■ TEXTE DE L'EXERCICE:
________
Nous allons donc essayer de résumer le plus simplement possible ce qui s’est passé hier. Il fût un temps on aurait presque pu essayer d’anticiper ce qui allait se passer « après », mais là, pour le moment, il est difficile d’envisager un après, puisqu’en l’espace de trois jours nous pouvons tourner la veste 4 fois, changer d’opinion 8 fois, repondérer nos portefeuilles toutes les 5 minutes et envisager 14 stratégies d’investissement à la demi-heure, tout en sachant qu’il suffirait simplement qu’un des branquignols au pouvoir dans un pays quelconque pète les plombs pour une raison que j’ignore et nous serions forcés de revoir nos prévisions mûrement réfléchies dans la demi-heure précédente.
________
■ DONNÉES:
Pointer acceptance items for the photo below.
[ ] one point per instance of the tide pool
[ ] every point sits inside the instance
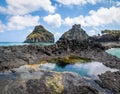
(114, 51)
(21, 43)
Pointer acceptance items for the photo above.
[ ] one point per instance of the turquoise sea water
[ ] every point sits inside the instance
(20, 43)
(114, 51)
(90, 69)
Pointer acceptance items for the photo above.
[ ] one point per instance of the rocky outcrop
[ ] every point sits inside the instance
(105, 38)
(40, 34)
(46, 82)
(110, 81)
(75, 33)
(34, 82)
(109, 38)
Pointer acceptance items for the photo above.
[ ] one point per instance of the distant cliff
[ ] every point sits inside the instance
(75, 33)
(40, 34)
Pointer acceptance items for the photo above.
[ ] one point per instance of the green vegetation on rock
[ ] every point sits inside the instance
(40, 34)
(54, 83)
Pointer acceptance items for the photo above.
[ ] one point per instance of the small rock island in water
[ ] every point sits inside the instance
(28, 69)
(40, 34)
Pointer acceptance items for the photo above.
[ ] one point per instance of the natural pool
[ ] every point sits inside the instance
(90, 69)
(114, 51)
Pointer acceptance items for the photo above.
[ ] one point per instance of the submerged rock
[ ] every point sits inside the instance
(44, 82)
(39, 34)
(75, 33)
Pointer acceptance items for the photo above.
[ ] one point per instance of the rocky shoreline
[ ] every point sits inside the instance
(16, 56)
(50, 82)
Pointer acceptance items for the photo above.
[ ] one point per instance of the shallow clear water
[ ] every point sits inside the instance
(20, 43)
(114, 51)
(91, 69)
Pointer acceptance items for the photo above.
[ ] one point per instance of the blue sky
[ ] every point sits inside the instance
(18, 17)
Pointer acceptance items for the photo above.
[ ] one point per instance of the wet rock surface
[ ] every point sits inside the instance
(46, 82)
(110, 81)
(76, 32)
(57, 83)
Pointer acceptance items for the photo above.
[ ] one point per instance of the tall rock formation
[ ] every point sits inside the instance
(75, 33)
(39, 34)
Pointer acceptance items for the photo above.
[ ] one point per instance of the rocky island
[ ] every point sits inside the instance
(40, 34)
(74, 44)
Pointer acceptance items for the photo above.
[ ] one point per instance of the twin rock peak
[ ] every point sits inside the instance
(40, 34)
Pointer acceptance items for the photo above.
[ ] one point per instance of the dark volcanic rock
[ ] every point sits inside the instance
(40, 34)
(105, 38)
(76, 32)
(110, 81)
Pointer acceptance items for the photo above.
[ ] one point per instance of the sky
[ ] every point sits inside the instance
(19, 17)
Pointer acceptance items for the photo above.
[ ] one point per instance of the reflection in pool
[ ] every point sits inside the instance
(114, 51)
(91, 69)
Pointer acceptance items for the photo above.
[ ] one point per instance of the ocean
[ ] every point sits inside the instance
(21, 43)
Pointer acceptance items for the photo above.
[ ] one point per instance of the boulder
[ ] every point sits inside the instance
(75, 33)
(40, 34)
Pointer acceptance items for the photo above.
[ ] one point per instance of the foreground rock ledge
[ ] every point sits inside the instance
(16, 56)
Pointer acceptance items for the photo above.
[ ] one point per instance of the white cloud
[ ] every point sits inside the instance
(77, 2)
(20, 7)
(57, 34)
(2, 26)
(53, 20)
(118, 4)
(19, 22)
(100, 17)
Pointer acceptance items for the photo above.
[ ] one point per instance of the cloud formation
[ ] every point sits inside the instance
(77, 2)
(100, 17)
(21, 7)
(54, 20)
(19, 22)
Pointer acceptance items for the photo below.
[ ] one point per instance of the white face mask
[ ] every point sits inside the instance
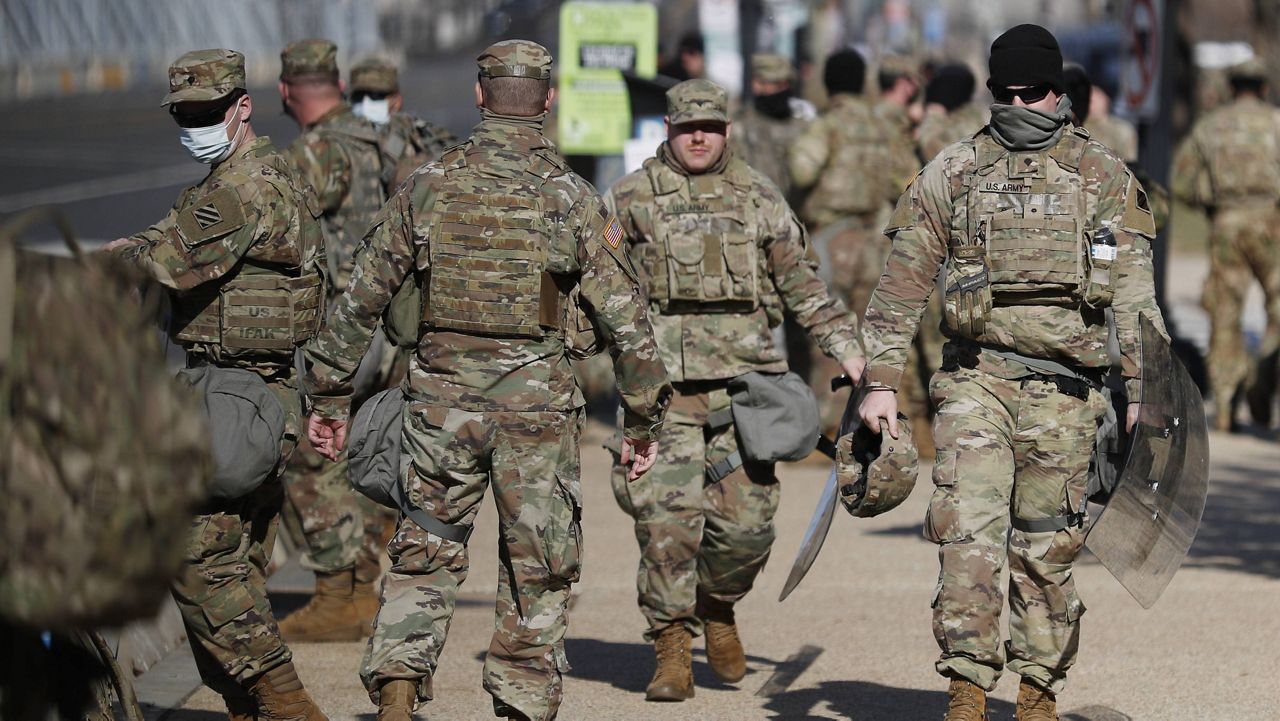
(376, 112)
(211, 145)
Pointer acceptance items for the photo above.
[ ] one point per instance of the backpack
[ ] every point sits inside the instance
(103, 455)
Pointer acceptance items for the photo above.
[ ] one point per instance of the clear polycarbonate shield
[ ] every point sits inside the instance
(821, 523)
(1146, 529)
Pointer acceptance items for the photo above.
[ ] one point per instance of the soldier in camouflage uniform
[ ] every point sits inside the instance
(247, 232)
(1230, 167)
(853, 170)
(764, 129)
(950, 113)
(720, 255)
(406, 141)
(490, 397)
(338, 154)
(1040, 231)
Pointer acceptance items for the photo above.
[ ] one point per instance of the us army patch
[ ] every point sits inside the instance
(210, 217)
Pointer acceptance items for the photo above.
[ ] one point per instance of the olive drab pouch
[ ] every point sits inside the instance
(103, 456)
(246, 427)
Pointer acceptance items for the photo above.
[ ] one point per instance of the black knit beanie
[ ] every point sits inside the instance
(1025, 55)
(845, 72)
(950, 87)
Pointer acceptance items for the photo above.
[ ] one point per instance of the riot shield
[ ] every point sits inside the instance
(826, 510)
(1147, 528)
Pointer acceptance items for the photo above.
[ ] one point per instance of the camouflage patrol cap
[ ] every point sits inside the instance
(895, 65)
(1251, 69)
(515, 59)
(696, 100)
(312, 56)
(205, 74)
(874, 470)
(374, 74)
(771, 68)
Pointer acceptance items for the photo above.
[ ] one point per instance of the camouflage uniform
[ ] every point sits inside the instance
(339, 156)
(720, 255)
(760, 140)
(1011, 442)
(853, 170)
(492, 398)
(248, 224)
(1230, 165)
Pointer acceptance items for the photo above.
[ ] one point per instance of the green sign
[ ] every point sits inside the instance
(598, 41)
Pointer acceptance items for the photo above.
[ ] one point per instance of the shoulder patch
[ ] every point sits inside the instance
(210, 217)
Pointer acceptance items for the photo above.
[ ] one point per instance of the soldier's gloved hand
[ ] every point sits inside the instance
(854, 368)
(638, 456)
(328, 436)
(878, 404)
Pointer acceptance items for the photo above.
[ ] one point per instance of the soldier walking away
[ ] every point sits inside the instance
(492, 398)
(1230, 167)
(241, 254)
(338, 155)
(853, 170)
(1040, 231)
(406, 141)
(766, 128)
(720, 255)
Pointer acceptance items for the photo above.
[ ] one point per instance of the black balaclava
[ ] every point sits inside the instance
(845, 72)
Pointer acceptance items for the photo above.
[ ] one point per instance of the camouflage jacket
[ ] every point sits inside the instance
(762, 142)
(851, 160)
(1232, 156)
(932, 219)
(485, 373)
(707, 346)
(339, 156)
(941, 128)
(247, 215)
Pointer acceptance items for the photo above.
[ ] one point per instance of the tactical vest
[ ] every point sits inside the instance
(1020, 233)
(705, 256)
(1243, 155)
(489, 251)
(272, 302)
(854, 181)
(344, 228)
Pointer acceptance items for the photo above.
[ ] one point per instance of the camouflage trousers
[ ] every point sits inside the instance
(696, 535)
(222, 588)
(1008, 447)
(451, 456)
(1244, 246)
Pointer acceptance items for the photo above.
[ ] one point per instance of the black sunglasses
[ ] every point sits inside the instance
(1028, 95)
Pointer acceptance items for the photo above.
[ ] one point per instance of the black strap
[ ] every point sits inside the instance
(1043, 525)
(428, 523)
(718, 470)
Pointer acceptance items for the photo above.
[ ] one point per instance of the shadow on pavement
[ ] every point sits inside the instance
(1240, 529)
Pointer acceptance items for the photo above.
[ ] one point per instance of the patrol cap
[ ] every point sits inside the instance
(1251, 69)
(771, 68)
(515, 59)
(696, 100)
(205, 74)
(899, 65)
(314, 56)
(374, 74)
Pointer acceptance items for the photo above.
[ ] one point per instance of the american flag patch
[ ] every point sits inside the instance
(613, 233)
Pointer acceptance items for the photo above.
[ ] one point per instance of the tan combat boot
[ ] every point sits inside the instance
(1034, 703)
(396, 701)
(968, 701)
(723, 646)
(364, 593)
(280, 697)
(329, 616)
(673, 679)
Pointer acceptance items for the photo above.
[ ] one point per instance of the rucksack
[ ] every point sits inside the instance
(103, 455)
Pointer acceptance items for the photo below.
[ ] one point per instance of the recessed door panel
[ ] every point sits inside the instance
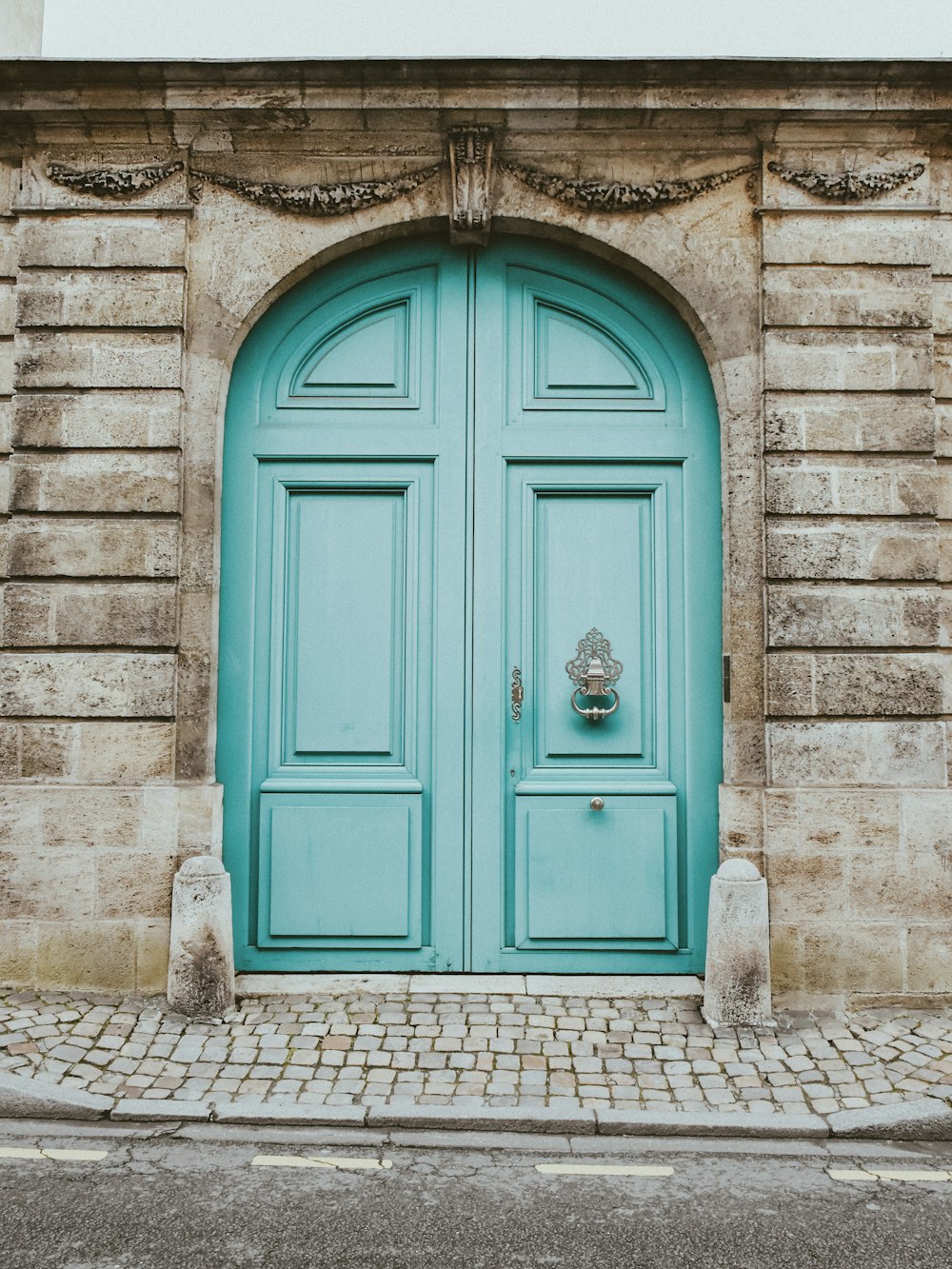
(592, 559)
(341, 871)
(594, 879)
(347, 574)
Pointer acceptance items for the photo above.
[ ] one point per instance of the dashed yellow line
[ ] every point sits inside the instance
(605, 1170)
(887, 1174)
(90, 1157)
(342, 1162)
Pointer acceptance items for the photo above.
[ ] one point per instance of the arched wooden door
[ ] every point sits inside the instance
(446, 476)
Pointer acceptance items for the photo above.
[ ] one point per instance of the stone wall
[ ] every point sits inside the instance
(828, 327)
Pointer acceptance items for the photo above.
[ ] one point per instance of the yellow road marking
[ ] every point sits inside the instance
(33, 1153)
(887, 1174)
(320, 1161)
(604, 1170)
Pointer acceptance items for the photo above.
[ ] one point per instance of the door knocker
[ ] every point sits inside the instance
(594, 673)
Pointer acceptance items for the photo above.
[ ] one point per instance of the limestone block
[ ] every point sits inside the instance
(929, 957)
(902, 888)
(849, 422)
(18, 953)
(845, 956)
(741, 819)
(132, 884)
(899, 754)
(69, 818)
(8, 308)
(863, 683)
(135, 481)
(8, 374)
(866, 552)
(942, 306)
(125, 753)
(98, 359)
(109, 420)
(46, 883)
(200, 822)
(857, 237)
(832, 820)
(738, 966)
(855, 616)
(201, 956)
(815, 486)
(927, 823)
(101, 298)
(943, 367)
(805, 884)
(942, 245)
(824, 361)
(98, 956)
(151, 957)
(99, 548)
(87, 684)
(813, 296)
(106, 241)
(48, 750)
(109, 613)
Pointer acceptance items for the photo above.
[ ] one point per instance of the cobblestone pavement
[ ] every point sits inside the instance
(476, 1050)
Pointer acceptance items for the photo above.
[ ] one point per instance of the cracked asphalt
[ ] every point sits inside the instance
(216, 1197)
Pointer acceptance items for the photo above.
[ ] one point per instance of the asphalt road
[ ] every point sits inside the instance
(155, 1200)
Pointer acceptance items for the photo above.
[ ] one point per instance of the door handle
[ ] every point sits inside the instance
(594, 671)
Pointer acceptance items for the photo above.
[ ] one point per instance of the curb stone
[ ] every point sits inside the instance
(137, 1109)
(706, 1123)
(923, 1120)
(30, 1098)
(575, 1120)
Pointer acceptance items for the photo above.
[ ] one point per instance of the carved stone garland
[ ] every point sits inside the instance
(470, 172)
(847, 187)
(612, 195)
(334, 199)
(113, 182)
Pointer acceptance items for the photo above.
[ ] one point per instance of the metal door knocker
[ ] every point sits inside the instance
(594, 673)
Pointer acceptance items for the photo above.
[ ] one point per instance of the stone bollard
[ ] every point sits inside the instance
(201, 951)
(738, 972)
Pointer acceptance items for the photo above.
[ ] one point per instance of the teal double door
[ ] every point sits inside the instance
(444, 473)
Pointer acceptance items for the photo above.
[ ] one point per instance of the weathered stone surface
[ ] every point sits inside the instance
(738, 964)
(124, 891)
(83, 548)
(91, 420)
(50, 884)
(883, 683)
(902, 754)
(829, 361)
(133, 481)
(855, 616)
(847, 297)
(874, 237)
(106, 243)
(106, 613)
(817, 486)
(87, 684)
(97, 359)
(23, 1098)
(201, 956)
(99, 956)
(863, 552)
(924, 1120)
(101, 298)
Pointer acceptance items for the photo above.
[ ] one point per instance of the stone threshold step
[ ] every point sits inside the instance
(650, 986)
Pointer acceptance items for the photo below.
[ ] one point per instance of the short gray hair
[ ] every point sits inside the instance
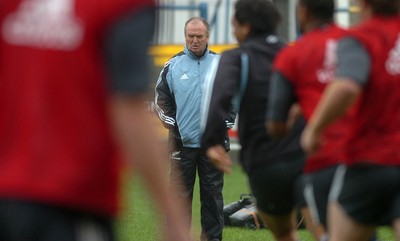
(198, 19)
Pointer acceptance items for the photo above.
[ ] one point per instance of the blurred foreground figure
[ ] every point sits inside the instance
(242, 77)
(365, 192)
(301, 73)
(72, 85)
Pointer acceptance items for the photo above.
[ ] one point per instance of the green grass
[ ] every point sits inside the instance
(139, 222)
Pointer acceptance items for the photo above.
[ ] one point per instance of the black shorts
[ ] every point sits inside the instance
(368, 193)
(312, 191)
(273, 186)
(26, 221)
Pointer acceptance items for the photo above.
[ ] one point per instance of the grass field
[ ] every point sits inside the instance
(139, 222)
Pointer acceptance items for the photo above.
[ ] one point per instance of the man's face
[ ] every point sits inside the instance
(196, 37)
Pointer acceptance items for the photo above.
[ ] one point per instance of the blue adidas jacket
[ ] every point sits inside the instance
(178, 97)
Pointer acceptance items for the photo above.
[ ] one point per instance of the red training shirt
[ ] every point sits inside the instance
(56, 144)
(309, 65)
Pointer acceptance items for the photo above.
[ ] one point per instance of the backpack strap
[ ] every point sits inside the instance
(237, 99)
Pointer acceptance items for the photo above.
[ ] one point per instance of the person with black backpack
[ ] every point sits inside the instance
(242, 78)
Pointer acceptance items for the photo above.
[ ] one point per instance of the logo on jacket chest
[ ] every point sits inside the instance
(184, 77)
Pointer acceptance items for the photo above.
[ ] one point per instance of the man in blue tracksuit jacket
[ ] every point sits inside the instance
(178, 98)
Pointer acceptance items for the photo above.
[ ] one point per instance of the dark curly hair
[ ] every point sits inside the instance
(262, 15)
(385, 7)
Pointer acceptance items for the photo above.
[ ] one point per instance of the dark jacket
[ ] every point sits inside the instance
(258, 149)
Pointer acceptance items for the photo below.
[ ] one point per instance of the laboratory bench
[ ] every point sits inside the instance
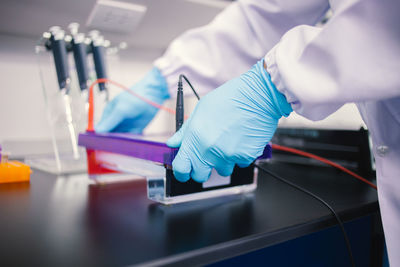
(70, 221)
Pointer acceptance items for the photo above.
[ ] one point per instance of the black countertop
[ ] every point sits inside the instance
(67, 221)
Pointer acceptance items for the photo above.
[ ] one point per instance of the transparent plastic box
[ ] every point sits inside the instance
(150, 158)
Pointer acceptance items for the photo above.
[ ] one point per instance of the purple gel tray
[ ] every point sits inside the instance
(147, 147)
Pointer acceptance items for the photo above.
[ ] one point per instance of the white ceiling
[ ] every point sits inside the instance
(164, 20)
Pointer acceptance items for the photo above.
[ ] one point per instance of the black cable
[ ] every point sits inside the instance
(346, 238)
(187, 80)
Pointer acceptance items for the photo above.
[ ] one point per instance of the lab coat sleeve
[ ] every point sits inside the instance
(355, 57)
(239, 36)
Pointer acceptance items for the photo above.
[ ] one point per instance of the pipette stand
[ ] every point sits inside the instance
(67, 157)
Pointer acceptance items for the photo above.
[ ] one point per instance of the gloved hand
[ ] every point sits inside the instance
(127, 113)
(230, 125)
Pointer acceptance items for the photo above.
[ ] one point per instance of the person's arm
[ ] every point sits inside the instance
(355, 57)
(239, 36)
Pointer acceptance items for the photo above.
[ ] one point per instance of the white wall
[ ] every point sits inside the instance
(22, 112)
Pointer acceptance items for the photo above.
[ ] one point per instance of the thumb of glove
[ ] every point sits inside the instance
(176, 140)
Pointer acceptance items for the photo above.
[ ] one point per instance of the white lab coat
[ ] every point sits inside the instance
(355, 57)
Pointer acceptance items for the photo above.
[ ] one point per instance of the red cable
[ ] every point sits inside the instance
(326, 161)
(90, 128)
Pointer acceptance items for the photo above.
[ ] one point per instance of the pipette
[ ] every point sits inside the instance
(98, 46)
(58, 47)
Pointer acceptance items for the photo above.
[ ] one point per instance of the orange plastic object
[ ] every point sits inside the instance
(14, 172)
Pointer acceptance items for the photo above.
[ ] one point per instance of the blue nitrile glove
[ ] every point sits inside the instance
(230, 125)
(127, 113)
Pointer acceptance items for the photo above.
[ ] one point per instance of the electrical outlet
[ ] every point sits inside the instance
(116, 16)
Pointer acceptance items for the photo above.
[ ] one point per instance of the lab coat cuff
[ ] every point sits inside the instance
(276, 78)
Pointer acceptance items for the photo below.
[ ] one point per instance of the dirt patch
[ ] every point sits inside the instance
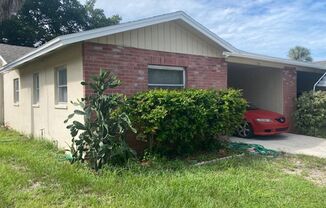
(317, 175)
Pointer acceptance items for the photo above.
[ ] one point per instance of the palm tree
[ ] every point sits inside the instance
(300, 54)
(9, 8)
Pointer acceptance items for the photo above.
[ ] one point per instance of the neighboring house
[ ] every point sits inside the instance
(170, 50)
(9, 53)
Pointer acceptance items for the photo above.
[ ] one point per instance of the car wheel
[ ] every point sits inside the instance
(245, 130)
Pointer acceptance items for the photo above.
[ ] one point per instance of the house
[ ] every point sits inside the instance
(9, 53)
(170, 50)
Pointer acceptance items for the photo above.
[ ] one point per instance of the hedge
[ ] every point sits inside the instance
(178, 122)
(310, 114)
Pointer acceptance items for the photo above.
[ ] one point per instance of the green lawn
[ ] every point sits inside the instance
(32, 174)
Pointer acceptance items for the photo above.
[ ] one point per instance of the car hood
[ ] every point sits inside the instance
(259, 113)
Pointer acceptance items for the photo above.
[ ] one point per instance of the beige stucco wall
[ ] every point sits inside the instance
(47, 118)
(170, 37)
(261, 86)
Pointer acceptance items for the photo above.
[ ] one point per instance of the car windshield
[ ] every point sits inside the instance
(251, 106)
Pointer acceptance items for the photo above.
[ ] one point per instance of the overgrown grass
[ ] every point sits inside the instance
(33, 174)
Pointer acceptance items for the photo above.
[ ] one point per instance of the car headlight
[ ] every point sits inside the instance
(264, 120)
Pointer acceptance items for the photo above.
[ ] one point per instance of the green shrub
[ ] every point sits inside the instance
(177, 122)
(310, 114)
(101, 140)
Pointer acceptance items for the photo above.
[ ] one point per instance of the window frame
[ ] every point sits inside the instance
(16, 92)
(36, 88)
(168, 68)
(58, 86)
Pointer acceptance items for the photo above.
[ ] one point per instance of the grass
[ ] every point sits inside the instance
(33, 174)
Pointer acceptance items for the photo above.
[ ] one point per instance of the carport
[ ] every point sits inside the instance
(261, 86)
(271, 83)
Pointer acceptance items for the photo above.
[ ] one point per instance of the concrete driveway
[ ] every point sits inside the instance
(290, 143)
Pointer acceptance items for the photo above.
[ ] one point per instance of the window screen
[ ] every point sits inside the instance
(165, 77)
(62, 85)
________
■ CONSIGNES:
1. Résumez le texte en deux phrases, s'il vous plaît.
2. Recopiez le passage du texte compris entre "Nous allons donc" et "la demi-heure précédente.", ces deux bornes incluses.

■ CORRIGÉ:
1. Le texte se propose de résumer le plus simplement possible ce qui s'est passé la veille. Il explique qu'il est devenu difficile d'envisager un « après », car en trois jours on peut changer d'avis, de portefeuille et de stratégie d'investissement à répétition, et qu'il suffirait qu'un dirigeant perde ses nerfs dans n'importe quel pays pour devoir revoir des prévisions établies une demi-heure plus tôt.

2.
Nous allons donc essayer de résumer le plus simplement possible ce qui s’est passé hier. Il fût un temps on aurait presque pu essayer d’anticiper ce qui allait se passer « après », mais là, pour le moment, il est difficile d’envisager un après, puisqu’en l’espace de trois jours nous pouvons tourner la veste 4 fois, changer d’opinion 8 fois, repondérer nos portefeuilles toutes les 5 minutes et envisager 14 stratégies d’investissement à la demi-heure, tout en sachant qu’il suffirait simplement qu’un des branquignols au pouvoir dans un pays quelconque pète les plombs pour une raison que j’ignore et nous serions forcés de revoir nos prévisions mûrement réfléchies dans la demi-heure précédente.